> [Directions]: Repeat the whole of the data, keeping every detail the same.

> [Supplied entries]:
────────────────

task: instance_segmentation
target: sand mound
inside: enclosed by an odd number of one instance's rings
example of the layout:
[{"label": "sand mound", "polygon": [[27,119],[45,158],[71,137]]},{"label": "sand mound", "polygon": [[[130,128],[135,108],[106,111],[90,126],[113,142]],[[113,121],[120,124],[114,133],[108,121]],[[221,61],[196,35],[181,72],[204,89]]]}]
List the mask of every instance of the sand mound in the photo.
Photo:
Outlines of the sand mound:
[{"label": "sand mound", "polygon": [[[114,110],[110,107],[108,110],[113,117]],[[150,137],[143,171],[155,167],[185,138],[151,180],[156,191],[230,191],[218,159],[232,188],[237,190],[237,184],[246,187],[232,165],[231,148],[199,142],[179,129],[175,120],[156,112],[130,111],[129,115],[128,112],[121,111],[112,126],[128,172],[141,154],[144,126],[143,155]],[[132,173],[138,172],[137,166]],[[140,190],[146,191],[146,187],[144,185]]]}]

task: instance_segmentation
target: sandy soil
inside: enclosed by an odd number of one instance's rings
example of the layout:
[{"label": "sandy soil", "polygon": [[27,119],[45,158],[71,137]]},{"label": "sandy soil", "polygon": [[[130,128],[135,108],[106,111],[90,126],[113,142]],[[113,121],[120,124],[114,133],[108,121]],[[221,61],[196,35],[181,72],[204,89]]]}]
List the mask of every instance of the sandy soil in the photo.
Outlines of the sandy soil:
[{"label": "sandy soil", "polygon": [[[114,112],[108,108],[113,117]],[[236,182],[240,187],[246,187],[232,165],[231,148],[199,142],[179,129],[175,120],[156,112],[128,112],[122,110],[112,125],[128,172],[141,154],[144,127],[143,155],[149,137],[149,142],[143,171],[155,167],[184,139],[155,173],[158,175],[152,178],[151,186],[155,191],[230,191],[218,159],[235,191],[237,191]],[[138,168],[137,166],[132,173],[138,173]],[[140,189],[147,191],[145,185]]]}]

────────────────

> [Complete response]:
task: instance_segmentation
target: sand mound
inside: enclosed by an odd number of one instance's rings
example of the layout:
[{"label": "sand mound", "polygon": [[27,119],[45,158],[71,137]]},{"label": "sand mound", "polygon": [[[130,128],[135,108],[106,111],[90,126],[113,142]],[[113,121],[120,124],[114,133],[108,121]],[[221,61],[196,35],[181,72],[204,89]]]}]
List the mask of every instance of the sand mound in the photo.
Photo:
Outlines of the sand mound:
[{"label": "sand mound", "polygon": [[[114,110],[110,107],[108,110],[113,117]],[[150,137],[143,171],[155,167],[185,138],[151,180],[156,191],[230,191],[218,159],[232,188],[237,190],[237,184],[246,187],[232,165],[231,148],[199,142],[179,129],[175,120],[156,112],[130,111],[129,115],[128,112],[121,111],[112,126],[128,172],[141,154],[144,126],[143,155]],[[132,173],[138,172],[137,166]],[[140,190],[146,191],[146,187],[144,185]]]}]

task: instance_segmentation
target: sandy soil
inside: enclosed by an odd number of one instance's rings
example of the layout:
[{"label": "sandy soil", "polygon": [[27,119],[45,158],[71,137]]},{"label": "sandy soil", "polygon": [[[130,128],[135,108],[106,111],[90,126],[113,142]],[[113,121],[120,124],[114,133],[108,121]],[[221,61],[196,35],[181,72],[204,89]]]}]
List the mask of every instance of the sandy soil in the photo.
Outlines of the sandy soil:
[{"label": "sandy soil", "polygon": [[[114,112],[108,108],[113,117]],[[236,182],[240,187],[246,187],[232,165],[231,148],[199,142],[179,129],[175,120],[156,112],[128,112],[122,110],[112,125],[128,172],[141,154],[144,127],[143,155],[149,137],[149,142],[143,171],[155,167],[184,139],[155,173],[158,175],[152,178],[151,186],[155,191],[230,191],[218,159],[235,191],[237,191]],[[138,168],[137,166],[132,173],[138,173]],[[140,189],[147,191],[145,185]]]}]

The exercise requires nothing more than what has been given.